• EXCERPTED TEXT
▬▬▬

Nirvana: The Making of Bleach

THE SMALL WOODEN BUILDING at 4230 Leary Way NW, in the residential Seattle district of Ballard, didn’t look like the epicentre of a revolution. But the sign on the door confirmed to the 20-year-old Kurt Cobain that this indeed was Reciprocal Recording. It was here that the first releases on independent Seattle record label Sub Pop had been made by local bands Green River and Soundgarden, releases that would be the cornerstones of a new sound and style that would go on to alter rock music in the final decade of the 20th century.

On 23 January 1988, Jack Endino, the producer of those records, had a routine engagement: record a demo for some kids from Aberdeen, a glum, isolated logging port, population 16,000, 83 miles south-west of Seattle on the Pacific coast. One of them, Cobain, had called to book the session, saying he was friends with the Melvins’ Dale Crover, who would be playing drums. The Melvins were the only serious band of note to come out of Aberdeen, and Crover was revered as a skin-pounder in the John Bonham tradition. His involvement was sufficient reason for Endino to take the otherwise inauspicious booking. As well as lacking a full-time drummer, the group didn’t even have a name.

▬▬▬

• GIVEN INFORMATION
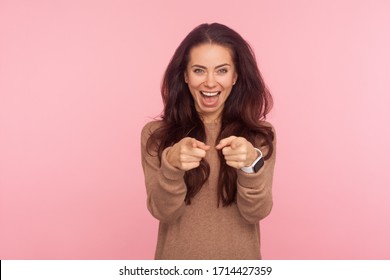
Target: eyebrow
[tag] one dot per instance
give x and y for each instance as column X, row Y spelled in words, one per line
column 204, row 67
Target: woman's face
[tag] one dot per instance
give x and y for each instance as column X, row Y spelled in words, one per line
column 210, row 76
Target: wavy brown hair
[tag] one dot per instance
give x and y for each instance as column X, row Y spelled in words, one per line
column 249, row 102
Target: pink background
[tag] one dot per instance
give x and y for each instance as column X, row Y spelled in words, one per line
column 79, row 79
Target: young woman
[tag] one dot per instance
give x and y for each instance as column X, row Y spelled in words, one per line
column 209, row 161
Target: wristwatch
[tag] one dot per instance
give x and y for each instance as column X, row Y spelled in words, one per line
column 256, row 165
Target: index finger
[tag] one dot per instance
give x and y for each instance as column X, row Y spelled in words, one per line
column 198, row 144
column 226, row 142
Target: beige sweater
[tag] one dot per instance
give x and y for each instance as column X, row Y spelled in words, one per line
column 201, row 230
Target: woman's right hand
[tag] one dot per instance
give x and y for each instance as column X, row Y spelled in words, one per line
column 187, row 153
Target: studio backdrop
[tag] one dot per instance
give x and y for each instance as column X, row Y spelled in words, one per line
column 80, row 78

▬▬▬

• YOUR INSTRUCTIONS
Pick up the piece on the making of Nirvana's Bleach after its last sentence and write the next part.

• RESULT FOR THIS EXERCISE
As they got to work, Endino noted three things. First, how tall the bassist Chris Novoselic was (Novoselic didn’t start calling himself Krist until 1993). Second, how serious singer-guitarist Cobain was. Although several months older than Crover, he seemed much younger. He was also very shy, displaying none of the proto-rock star elan that characterised the likes of Green River’s Mark Arm or Soundgarden’s Chris Cornell. But then, Nirvana weren’t from Seattle, they were from the sticks. If Seattle was geographically and culturally isolated, Aberdeen was off the map.

“Maybe they were a little naive, but at the same time they weren’t full of themselves,” says Endino. “A band that grows up in a rural area generally doesn’t have any positive reinforcement for what they’re doing. There may be no clubs to play, there may be no gigs, there maybe no audience, they have to really enjoy what they’re doing and be quite determined about it.”

Jack Endino’s third observation occurred roughly 71 seconds into recording Cobain’s vocal on a song called ‘If You Must’. “Whoa! I thought, This guy’s got a great scream! Which is a valuable thing in rock’n’roll.”

At that point, no one would guess just how valuable Kurt Cobain’s scream would prove. But over the course of three recording sessions with Jack Endino during 1988, this shy young man would beguile first Seattle and soon everyone who heard him. Here was the world’s first glimpse of Nirvana.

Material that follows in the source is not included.